====== GECITEERDE PASSAGE

Nog even en dan is de modernisering van de Vpb-plicht voor overheidsondernemingen een feit. Die modernisering brengt een forse lastenverzwaring met zich mee voor overheden die in concurrentie treden met private ondernemingen. De roep om vermindering van de administratieve lastendruk wordt daarom steeds luider. Deze druk is echter relatief eenvoudig te beperken door te kiezen voor de benadering om samenhangende activiteiten te beschouwen als één geheel. Dit is goed mogelijk zonder de voorgestelde wetgeving geweld aan te doen.

Dat zegt Jeroen van Strien, senior tax manager Bureau Vaktechniek EY en docent aan de VU Amsterdam.

Administratieve lastenverzwaring

In een brandbrief van 16 april 2015 aan de Eerste Kamer spreekt de Vereniging van Nederlandse Gemeenten (VNG) haar vrees uit dat de Wet modernisering vennootschapsbelastingplicht overheidsondernemingen tot aanzienlijk meer administratieve lasten voor gemeenten gaat leiden dan aanvankelijk leek. De Vereniging is daarmee niet de enige partij die zich zorgen maakt. Ook de adviserende praktijk, de Unie van Waterschappen en de Koninklijke Vereniging voor Afval- en Reinigingsmanagement hebben aandacht gevraagd voor een aantal knelpunten. Reden voor de Eerste Kamer om extra vragen te stellen aan staatssecretaris Wiebes van Financiën in het nader voorlopig verslag. Zo constateren de leden van de PvdA-fractie dat de administratieve- en bewaarverplichtingen die de uitvoering van het wetsvoorstel met zich meebrengt, omvangrijker en ingewikkelder zijn dan de aangifteplicht. Van de regering ontvangen zij graag een erkenning van deze constatering.

Of staatssecretaris Wiebes nog inhoudelijk ingaat op de administratieve lastenverzwaring die de modernisering van de Vpb-plicht voor overheidsondernemingen met zich meebrengt, is afwachten. Een nadere memorie van antwoord is nog niet uitgebracht. De plenaire behandeling van het wetsvoorstel is voorlopig voorzien op 26 mei 2015.

============
====== AANGELEVERDE GEGEVENS

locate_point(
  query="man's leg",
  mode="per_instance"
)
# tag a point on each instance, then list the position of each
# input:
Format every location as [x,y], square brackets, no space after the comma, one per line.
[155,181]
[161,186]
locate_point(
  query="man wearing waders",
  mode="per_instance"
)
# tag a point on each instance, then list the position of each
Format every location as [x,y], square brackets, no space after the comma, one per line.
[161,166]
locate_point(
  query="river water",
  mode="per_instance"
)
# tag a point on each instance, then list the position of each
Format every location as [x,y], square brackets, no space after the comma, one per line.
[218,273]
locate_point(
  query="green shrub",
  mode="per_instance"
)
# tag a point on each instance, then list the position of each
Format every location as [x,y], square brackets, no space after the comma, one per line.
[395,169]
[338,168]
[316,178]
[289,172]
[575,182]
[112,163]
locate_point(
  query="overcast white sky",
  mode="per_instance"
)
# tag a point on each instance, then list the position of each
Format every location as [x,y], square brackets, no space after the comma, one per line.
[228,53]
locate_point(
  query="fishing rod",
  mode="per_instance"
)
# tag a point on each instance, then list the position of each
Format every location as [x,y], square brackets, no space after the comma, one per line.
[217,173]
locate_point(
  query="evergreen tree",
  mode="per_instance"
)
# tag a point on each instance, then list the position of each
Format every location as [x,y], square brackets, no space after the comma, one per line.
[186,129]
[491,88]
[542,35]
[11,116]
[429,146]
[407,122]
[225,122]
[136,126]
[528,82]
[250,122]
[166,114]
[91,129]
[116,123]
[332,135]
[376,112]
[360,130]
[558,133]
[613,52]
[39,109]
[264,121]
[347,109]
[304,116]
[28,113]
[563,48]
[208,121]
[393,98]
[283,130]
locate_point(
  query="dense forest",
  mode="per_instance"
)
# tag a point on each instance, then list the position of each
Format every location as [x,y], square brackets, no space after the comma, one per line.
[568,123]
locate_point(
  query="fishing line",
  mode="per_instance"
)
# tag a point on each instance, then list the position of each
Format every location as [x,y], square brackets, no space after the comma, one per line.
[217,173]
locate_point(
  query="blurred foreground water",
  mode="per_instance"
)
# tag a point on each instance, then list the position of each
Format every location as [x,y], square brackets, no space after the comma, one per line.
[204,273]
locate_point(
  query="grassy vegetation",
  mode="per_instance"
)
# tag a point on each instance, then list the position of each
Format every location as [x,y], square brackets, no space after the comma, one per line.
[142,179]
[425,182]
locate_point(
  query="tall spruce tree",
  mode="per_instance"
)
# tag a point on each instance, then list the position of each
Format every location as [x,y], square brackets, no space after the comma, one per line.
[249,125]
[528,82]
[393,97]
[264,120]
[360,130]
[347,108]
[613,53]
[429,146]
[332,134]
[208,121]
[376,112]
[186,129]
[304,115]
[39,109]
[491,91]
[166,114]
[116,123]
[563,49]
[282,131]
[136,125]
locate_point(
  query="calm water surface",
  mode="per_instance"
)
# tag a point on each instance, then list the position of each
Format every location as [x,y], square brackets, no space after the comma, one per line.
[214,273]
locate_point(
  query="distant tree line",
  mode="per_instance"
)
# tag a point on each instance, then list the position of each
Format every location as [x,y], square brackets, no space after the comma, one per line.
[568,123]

============

## DOELEN
**1)** Noem alle partijen die volgens de tekst over de Vpb-plicht naast de Vereniging van Nederlandse Gemeenten aandacht hebben gevraagd voor knelpunten, en noem die vereniging zelf ook.
**2)** Leg in één tot drie zinnen uit waarom de roep om vermindering van de administratieve lastendruk volgens de tekst over de Vpb-plicht steeds luider wordt.
**3)** Citeer uit de tekst over de Vpb-plicht het deel dat begint bij "Of staatssecretaris Wiebes" en eindigt bij "26 mei 2015.".

## ANTWOORDEN PER OPDRACHT
**1)**
- De Vereniging van Nederlandse Gemeenten (VNG)
- De adviserende praktijk
- De Unie van Waterschappen
- De Koninklijke Vereniging voor Afval- en Reinigingsmanagement

**2)** De modernisering van de Vpb-plicht voor overheidsondernemingen brengt een forse lastenverzwaring mee voor overheden die in concurrentie treden met private ondernemingen. Daarom klinkt de roep om minder administratieve lasten steeds luider.

**3)**
Of staatssecretaris Wiebes nog inhoudelijk ingaat op de administratieve lastenverzwaring die de modernisering van de Vpb-plicht voor overheidsondernemingen met zich meebrengt, is afwachten. Een nadere memorie van antwoord is nog niet uitgebracht. De plenaire behandeling van het wetsvoorstel is voorlopig voorzien op 26 mei 2015.